**Teks Sumber:**
============

Presiden Ebrahim Raisi: Kalau Serius Pulihkan Kesepakatan Nuklir, Cabut Sanksi Iran
Presiden Iran Ebrahim Raisi. (Wikimedia Commons/Fars Media Corporation/Ali Abak)

Bagikan:

JAKARTA - Presiden Iran Ebrahim Raisi menegaskan, keseriusan Amerika Serikat dalam pembicaraan mendatang untuk memulihkan Kesepakatan Nuklir 2015, berarti mencabut sanksi terhadap Iran.

Dalam wawancara larut malam yang disiarkan oleh televisi pemerintah, Presiden Raisi mengatakan Iran serius dan berkomitmen untuk kembali ke Wina melanjutkan pembicaraan unuk memulihkan Rencana Aksi Komprehensif Bersama (JCPOA), kendati waktunya belum ditetukan.

"Bagi pihak lain, kesiapan untuk mencabut sanksi bisa menjadi tanda keseriusannya," sebut Presiden Ebrahim Raisi, mengutip Al Jazeera 18 Oktober.

Presiden Raisi melanjutkan, ketika Enrique Mora, perwakilan utama Uni Eropa untuk pembicaraan Wina, melakukan perjalanan ke Teheran Kamis lalu untuk berdiskusi, dia diberitahu hal yang sama.

"Republik Islam serius dalam hal ini. Kami juga harus melihat keseriusan di sisi lain," tegas Presiden Raisi.

Sebelumnya, Kementerian Luar Negeri Iran mengatakan awal bulan ini, pihaknya tidak memiliki prasyarat untuk kembali ke meja perundingan Kesepakatan Nuklir 2015. Mora sendiri memimpin delegasi yang mengadakan pembicaraan dengan Ali Bagheri Kani, wakil menteri luar negeri baru Iran untuk urusan politik dan negosiator nuklir utamanya.

Setelah pertemuan itu, para pejabat Iran mengatakan pembicaraan itu 'positif dan konstruktif', dengan mereka akan melanjutkan di Brussel dalam waktu dua minggu.

Tetapi, ketika Iran mengatakan akan kembali ke ibu kota Austria segera dan masih meninjau catatan enam putaran negosiasi yang berakhir pada Juni, Amerika Serikat dan Uni Eropa terus mendorong Iran untuk berkomitmen pada tanggal kembali.

============

[Catatan yang terdapat dalam sebuah dataset]
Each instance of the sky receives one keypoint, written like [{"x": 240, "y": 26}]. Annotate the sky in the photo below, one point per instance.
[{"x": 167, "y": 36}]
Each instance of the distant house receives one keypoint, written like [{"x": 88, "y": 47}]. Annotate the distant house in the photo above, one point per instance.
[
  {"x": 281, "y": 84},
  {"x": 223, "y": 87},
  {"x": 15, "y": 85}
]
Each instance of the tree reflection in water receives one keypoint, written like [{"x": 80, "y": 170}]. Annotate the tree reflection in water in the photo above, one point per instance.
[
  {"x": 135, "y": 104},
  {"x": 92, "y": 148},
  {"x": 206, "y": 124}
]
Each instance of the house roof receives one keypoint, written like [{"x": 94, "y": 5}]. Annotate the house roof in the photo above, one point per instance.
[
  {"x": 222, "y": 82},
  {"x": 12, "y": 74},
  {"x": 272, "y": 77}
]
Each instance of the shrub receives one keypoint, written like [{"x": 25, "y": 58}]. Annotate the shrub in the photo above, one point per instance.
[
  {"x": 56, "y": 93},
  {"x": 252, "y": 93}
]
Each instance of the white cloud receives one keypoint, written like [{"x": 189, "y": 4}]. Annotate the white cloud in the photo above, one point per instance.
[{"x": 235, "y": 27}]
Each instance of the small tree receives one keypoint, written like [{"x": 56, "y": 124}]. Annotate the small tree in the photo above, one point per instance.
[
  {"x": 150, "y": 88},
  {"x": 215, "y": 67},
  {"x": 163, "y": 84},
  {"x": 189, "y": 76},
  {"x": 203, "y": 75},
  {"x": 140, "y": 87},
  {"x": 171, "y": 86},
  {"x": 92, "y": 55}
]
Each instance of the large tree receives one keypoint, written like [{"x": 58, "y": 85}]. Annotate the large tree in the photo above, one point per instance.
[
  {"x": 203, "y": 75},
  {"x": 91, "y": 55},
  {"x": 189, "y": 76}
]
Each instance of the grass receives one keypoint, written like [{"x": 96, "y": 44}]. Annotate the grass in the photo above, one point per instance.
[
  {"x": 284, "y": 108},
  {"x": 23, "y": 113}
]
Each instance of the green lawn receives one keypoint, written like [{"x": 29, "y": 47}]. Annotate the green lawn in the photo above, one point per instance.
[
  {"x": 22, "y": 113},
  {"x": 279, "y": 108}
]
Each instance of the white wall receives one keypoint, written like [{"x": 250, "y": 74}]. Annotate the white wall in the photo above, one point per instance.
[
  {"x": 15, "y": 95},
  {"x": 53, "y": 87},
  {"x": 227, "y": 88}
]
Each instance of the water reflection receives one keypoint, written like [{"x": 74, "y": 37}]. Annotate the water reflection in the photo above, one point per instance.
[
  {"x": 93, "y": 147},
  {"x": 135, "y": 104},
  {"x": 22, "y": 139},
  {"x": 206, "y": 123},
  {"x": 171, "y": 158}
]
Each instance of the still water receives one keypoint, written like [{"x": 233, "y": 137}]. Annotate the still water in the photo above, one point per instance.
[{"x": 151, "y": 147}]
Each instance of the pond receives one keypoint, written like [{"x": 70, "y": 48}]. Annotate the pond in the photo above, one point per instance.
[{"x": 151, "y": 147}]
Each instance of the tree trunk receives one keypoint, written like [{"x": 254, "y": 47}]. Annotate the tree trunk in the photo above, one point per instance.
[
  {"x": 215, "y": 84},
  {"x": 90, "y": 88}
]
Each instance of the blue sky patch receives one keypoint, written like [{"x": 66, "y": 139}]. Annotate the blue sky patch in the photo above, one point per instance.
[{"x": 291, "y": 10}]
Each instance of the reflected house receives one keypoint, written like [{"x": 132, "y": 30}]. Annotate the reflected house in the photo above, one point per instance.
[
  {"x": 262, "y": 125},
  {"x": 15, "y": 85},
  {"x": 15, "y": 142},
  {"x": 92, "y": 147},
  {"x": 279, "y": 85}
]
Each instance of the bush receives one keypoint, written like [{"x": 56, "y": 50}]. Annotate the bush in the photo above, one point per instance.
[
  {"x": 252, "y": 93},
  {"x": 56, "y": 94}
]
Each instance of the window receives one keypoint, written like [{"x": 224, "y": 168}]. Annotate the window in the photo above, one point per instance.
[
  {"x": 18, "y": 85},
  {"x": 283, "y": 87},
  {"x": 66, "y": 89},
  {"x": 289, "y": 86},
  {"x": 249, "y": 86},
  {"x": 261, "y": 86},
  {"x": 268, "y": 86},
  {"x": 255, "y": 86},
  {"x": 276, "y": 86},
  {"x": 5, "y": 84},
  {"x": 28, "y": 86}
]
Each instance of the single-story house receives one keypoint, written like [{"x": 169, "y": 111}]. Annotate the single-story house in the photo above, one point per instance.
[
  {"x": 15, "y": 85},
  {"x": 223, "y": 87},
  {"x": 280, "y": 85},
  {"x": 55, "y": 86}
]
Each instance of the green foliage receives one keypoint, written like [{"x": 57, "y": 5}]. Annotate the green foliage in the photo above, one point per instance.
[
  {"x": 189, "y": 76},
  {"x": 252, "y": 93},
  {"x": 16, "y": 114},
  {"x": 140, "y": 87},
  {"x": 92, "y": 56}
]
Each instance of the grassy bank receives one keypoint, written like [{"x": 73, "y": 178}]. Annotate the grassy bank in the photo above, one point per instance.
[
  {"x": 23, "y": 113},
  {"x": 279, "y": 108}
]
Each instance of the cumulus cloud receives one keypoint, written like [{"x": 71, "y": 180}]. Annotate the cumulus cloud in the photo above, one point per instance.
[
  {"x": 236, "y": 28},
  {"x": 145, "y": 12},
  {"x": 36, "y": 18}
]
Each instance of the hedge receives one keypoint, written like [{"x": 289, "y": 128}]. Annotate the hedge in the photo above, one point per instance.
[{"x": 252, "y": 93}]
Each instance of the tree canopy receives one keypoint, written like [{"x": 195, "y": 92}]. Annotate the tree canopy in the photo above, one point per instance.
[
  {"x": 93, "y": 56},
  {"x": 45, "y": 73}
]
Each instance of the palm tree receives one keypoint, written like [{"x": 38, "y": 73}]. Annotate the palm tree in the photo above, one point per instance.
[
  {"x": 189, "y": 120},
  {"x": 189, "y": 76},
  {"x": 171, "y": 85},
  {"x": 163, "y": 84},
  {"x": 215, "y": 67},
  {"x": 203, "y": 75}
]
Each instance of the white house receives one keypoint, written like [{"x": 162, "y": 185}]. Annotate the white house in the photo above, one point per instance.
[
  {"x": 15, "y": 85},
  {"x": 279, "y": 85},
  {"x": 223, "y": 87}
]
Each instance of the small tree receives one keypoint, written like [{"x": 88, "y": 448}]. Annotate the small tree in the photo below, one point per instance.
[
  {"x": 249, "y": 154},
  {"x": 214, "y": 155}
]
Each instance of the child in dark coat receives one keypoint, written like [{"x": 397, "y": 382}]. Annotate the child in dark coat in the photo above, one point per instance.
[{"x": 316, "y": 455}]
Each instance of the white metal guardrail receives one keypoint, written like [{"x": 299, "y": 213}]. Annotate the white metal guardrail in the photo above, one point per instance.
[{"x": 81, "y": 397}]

============

**Soal Latihan:**
1. Dalam artikel tentang pernyataan Presiden Raisi, siapa yang memimpin delegasi yang berunding dengan Ali Bagheri Kani?
2. Jelaskan, berdasarkan artikel tentang pernyataan Presiden Raisi, mengapa Raisi mengaitkan keseriusan pihak lain dengan pencabutan sanksi terhadap Iran.
3. Tulis lanjutan artikel tentang pernyataan Presiden Raisi mengenai Kesepakatan Nuklir 2015, dimulai setelah kalimat terakhirnya.

**Jawaban Latihan:**
1. Enrique Mora, perwakilan utama Uni Eropa untuk pembicaraan Wina.

2. Raisi menyatakan bahwa Republik Islam serius dan berkomitmen untuk kembali ke Wina melanjutkan pembicaraan, sehingga Iran juga harus melihat keseriusan di sisi lain. Menurutnya, bagi pihak lain, kesiapan untuk mencabut sanksi bisa menjadi tanda keseriusan tersebut.

3.
Senin kemarin, Kepala Kebijakan Luar Negeri Uni Eropa Josep Borrell mengatakan, "Kami menjelaskan kepada Iran, waktu tidak ada di pihak mereka dan lebih baik kembali ke meja perundingan dengan cepat."

Sementara itu, juru bicara Kementerian Luar Negeri Iran Saeed Khatibzadeh mengatakan, tantangan dan hambatan yang tersisa setelah enam putaran pembicaraan perlu didiskusikan dengan pejabat Uni Eropa di Brussels sebelum kembali ke Wina.

Terpisah, dalam sebuah unggahan di Twitter akhir pekan lalu, Mikhail Ulyanov, negosiator utama Rusia untuk Wina mengatakan, pembicaraan di Brussels dapat dilihat sebagai langkah persiapan menuju dimulainya kembali negosiasi nyata di Wina dan bukan sebagai pengganti.

Untuk diketahui, Amerika Serikat sepihak meninggalkan JCPOA pada tahun 2018, memberlakukan gelombang sanksi yang memasukkan daftar hitam seluruh sistem keuangan Iran sebagai bagian dari kampanye 'tekanan maksimum' yang dilakukan Presiden Amerika Serikat saat itu, Donald Trump.

Sebagai tanggapan, Iran memulai kembali aspek program nuklirnya dan sekarang lebih maju dari sebelumnya dengan pengayaan uranium mencapai kemurnian 60 persen.